_Task instructions_: Transcribe the records in full.

------ Dataset excerpts

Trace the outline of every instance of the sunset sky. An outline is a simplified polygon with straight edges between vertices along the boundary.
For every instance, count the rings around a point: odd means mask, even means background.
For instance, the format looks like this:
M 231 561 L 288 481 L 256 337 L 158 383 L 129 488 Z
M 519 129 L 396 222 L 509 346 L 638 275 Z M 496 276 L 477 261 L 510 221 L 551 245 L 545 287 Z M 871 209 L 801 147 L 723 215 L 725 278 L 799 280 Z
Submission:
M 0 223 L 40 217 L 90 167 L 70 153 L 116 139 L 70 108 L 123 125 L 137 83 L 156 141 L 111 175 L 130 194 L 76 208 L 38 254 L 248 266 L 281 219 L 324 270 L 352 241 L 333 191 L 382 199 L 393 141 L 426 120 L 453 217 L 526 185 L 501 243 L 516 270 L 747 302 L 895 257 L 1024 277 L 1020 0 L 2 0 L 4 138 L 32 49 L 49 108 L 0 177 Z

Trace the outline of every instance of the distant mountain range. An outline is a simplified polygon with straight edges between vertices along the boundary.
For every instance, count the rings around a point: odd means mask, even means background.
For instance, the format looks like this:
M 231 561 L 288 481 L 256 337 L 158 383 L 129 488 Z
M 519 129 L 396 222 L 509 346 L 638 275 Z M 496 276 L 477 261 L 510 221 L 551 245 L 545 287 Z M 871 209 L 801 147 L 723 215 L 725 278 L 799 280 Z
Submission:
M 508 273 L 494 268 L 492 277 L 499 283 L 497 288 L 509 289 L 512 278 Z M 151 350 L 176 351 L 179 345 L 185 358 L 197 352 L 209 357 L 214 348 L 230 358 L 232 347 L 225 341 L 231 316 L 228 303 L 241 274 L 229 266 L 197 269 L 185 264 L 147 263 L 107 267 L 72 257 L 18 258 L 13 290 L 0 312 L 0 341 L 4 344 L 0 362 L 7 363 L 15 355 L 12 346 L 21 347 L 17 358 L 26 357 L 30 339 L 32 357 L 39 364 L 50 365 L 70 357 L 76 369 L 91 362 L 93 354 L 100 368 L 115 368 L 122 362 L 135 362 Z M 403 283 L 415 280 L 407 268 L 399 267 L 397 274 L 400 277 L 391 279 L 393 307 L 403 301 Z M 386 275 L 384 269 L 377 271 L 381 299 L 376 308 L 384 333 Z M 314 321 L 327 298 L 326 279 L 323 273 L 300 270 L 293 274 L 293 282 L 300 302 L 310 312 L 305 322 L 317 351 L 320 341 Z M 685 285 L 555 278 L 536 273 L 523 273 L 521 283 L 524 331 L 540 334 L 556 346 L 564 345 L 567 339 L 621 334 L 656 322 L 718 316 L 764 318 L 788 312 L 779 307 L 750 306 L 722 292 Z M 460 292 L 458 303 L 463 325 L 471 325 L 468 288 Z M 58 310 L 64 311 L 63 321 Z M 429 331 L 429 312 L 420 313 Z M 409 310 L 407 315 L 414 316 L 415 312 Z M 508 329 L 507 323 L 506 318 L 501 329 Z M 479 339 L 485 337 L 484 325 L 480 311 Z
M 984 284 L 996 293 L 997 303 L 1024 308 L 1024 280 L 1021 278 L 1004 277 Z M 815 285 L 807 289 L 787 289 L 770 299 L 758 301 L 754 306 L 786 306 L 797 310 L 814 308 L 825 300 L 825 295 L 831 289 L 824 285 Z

------------

_Task solution_:
Trace the outline of every instance of the sunset sky. An outline is a simplified polygon with straight edges between vertices along the boundary.
For every instance, count the rings around a point: odd means mask, even means background.
For instance, the format looks like this:
M 231 561 L 288 481 L 256 337 L 158 383 L 129 488 Z
M 519 129 L 396 222 L 509 346 L 638 275 Z M 496 276 L 477 261 L 510 221 L 551 245 L 545 287 Z M 871 209 L 801 147 L 723 215 L 725 278 L 799 280 Z
Submission:
M 0 223 L 40 217 L 90 167 L 70 153 L 116 139 L 70 108 L 123 125 L 137 83 L 156 141 L 111 175 L 130 194 L 76 208 L 38 254 L 248 266 L 281 219 L 324 270 L 352 241 L 333 191 L 382 199 L 393 141 L 426 120 L 453 217 L 526 185 L 501 243 L 516 270 L 747 302 L 895 257 L 1024 277 L 1020 0 L 2 0 L 4 138 L 32 49 L 49 108 L 0 177 Z

Trace the outline of every instance of the distant mountain range. An outline is a simplified polygon with straight edges between vertices along the boundary.
For every instance, count the rings around a point: odd means mask, even means background.
For instance, the format looks like this:
M 231 561 L 288 481 L 256 337 L 158 383 L 129 488 Z
M 519 129 L 396 222 L 509 346 L 638 275 Z M 496 276 L 477 261 L 510 221 L 551 245 L 545 287 Z M 871 209 L 801 147 L 723 215 L 725 278 L 799 280 Z
Submission:
M 508 273 L 494 268 L 492 277 L 499 283 L 497 288 L 509 289 L 512 278 Z M 151 350 L 176 351 L 179 345 L 185 358 L 197 352 L 209 357 L 214 348 L 230 358 L 232 347 L 225 341 L 231 316 L 228 303 L 241 274 L 229 266 L 197 269 L 185 264 L 147 263 L 107 267 L 72 257 L 18 258 L 13 290 L 0 312 L 0 341 L 4 344 L 0 362 L 7 363 L 15 355 L 12 346 L 21 347 L 17 358 L 26 357 L 30 339 L 32 357 L 39 364 L 50 365 L 70 357 L 76 369 L 91 362 L 93 354 L 100 368 L 115 368 L 122 362 L 135 362 Z M 403 283 L 415 280 L 407 268 L 399 267 L 397 274 L 400 277 L 391 279 L 393 307 L 403 301 Z M 386 275 L 384 269 L 377 271 L 381 299 L 376 308 L 384 333 Z M 314 321 L 327 298 L 326 279 L 323 273 L 300 270 L 293 274 L 293 282 L 300 302 L 310 312 L 305 322 L 317 351 L 320 341 Z M 685 285 L 555 278 L 536 273 L 523 273 L 521 283 L 524 331 L 540 334 L 556 346 L 564 345 L 567 339 L 621 334 L 656 322 L 718 316 L 764 318 L 788 312 L 779 307 L 750 306 L 722 292 Z M 460 292 L 458 303 L 463 325 L 471 325 L 468 288 Z M 58 310 L 64 311 L 63 321 Z M 429 331 L 429 312 L 420 313 Z M 409 310 L 407 315 L 414 316 L 415 312 Z M 508 329 L 507 323 L 506 318 L 501 329 Z M 479 339 L 485 337 L 484 325 L 480 311 Z
M 984 284 L 996 293 L 997 303 L 1024 308 L 1024 280 L 1021 278 L 1004 277 Z M 815 285 L 807 289 L 787 289 L 770 299 L 758 301 L 754 306 L 786 306 L 797 310 L 814 308 L 825 300 L 825 295 L 831 289 L 824 285 Z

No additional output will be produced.